● **What to work on**
Gather every line of the entries that follow containing the string "below", and copy each such line in full. Matching is case-sensitive.

● **Records**
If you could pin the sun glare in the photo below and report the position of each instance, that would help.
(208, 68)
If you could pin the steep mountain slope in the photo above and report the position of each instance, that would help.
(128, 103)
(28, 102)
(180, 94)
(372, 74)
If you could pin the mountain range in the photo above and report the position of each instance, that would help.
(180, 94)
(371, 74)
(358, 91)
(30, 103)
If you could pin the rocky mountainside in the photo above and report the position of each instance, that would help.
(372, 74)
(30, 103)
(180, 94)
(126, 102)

--

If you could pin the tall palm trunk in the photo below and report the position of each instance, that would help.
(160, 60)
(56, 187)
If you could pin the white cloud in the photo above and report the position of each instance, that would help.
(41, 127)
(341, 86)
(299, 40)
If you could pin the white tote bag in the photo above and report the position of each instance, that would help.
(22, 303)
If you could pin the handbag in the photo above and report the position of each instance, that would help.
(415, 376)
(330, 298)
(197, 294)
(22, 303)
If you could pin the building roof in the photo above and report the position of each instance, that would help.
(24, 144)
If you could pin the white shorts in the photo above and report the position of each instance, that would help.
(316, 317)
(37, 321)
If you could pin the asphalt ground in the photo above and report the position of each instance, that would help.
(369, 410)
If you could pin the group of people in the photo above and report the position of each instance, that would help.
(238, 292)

● **Output for this exercise**
If you could pin the sun glare in the photo below and report the position of each instance, that would help.
If you could pin the tall palm trunk in the photo below and report the position of each instance, that would help.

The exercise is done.